**TASK PROMPT**
Answer these three questions using the newsletter guide.
1. What space does a newsletter reach subscribers in, compared with a social media feed?
2. Roughly how many characters do most email clients display before truncating a subject line?
3. What does excessive use of capital letters or punctuation trigger?

How to Write an Email Newsletter That People Actually Open
Most email newsletters are forgettable. They arrive in inboxes crammed with other messages, use a subject line that gives the reader no reason to open them, and deliver content that is either too promotional or too generic to be worth reading. They get ignored or deleted, and eventually unsubscribed from.
A well-crafted email newsletter is something different entirely. It is one of the most direct marketing channels available, reaching subscribers who have actively chosen to hear from you in a space that is more personal than any social media feed. Here is how to write one that people actually look forward to receiving.
Subject Lines That Get Your Email Opened
The subject line is the single most important element of any email newsletter — if it doesn’t compel someone to open, nothing else matters. Write your subject line last, after you’ve written the email, so you know exactly what value you’re promising. Keep it short — most email clients display around 50–60 characters before truncating, and mobile clients show even fewer. Front-load the most interesting part.
Specificity beats vagueness every time. ‘Five things to know about UK inheritance tax in 2025’ will outperform ‘Our latest update’ by a significant margin. Questions work well because they activate curiosity. Numbers signal a concrete, scannable piece of content. Avoid excessive use of capital letters or punctuation — these trigger spam filters and feel gimmicky. The preview text (the snippet of copy visible in the inbox before opening) is a second subject line — use it to add information or context rather than just repeating the subject.

**RECORDED INFORMATION**
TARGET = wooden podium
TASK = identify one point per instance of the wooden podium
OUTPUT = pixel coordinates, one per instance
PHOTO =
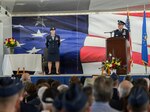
(119, 47)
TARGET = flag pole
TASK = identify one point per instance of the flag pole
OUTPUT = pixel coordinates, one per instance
(146, 68)
(145, 62)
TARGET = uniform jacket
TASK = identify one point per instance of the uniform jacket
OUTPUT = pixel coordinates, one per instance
(53, 44)
(123, 33)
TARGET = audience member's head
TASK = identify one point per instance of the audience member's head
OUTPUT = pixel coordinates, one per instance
(138, 100)
(74, 80)
(62, 88)
(41, 92)
(88, 91)
(141, 82)
(88, 82)
(124, 88)
(115, 78)
(75, 100)
(103, 89)
(25, 77)
(10, 94)
(128, 78)
(48, 98)
(55, 84)
(30, 88)
(82, 80)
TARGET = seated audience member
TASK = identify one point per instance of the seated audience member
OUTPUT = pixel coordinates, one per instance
(55, 84)
(82, 80)
(138, 100)
(37, 101)
(148, 83)
(124, 90)
(115, 78)
(50, 80)
(88, 91)
(25, 77)
(88, 82)
(31, 92)
(75, 100)
(128, 78)
(62, 88)
(102, 90)
(58, 103)
(74, 80)
(48, 98)
(11, 91)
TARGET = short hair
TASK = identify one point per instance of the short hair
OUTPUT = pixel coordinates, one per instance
(30, 88)
(138, 100)
(103, 89)
(141, 82)
(124, 88)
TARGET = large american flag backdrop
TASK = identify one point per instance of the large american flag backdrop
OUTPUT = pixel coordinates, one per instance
(82, 39)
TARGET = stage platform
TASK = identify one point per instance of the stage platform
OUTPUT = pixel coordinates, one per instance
(64, 79)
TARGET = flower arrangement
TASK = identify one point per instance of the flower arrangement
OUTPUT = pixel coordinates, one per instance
(111, 63)
(10, 42)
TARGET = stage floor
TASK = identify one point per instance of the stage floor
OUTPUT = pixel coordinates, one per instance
(64, 78)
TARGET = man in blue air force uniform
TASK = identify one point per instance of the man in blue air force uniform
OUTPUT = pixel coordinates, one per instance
(53, 43)
(121, 32)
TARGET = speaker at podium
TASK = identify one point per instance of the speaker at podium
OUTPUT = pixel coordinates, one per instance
(119, 47)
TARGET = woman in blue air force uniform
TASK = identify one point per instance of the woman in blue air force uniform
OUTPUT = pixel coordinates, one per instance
(53, 43)
(121, 32)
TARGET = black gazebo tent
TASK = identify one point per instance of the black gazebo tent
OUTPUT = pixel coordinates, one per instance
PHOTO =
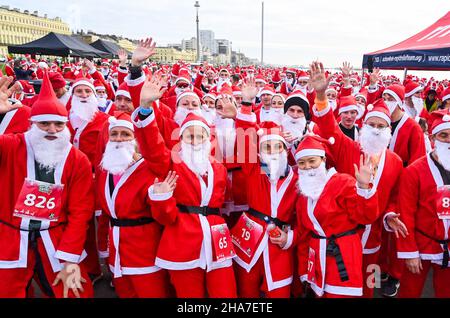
(58, 45)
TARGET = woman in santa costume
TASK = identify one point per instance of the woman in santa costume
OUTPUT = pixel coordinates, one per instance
(196, 248)
(373, 141)
(47, 205)
(263, 236)
(123, 183)
(331, 208)
(424, 201)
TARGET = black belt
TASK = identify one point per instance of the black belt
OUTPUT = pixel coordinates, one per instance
(28, 230)
(446, 255)
(334, 250)
(203, 210)
(130, 222)
(267, 219)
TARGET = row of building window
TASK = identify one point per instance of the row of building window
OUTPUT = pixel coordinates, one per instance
(33, 22)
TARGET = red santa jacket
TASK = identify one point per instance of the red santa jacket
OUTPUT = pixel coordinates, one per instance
(16, 121)
(186, 243)
(347, 152)
(132, 249)
(274, 199)
(340, 208)
(408, 140)
(85, 138)
(417, 202)
(62, 240)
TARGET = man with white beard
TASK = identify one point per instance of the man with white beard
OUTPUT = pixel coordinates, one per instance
(330, 211)
(122, 188)
(373, 141)
(407, 136)
(295, 120)
(414, 105)
(424, 199)
(265, 261)
(189, 248)
(47, 204)
(86, 120)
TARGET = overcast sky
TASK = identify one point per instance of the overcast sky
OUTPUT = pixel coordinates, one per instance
(296, 32)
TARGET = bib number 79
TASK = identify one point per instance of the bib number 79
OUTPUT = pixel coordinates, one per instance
(42, 201)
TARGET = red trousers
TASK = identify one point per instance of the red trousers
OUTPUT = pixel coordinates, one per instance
(15, 281)
(370, 273)
(389, 261)
(154, 285)
(197, 283)
(92, 261)
(251, 284)
(411, 285)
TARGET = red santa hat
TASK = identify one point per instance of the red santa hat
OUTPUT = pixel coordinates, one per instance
(348, 103)
(99, 85)
(211, 95)
(183, 76)
(57, 80)
(303, 76)
(312, 145)
(175, 70)
(26, 87)
(411, 88)
(446, 94)
(276, 77)
(362, 93)
(260, 78)
(47, 107)
(282, 96)
(397, 91)
(270, 131)
(123, 90)
(268, 89)
(236, 91)
(185, 93)
(82, 81)
(440, 120)
(225, 90)
(120, 119)
(379, 109)
(194, 120)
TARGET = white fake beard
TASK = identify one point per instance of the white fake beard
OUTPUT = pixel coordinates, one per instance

**WRITTEN ANSWER**
1. A space that is more personal than any social media feed.
2. Around 50–60 characters.
3. Spam filters.